■ **Directive**
Copy every line of the listing below word for word, leaving out the picture.

■ **Dataset records**

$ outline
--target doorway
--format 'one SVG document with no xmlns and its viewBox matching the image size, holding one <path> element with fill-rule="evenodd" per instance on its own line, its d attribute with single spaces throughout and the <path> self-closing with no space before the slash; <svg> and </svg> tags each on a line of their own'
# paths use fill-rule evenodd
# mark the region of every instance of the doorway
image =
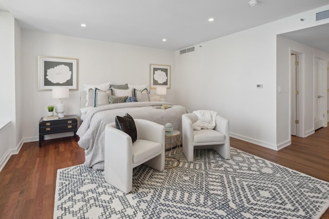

■ **Solution to this exercise**
$ outline
--target doorway
--format 'one SVG document with no xmlns and its viewBox matching the image size, holding one <path> element with fill-rule="evenodd" per instance on its own line, its d attribute with single spaces throughout and the <path> self-closing with no space before the slash; <svg> and </svg> tags each on a line of their own'
# paths use fill-rule evenodd
# mark the region of every instance of the doorway
image =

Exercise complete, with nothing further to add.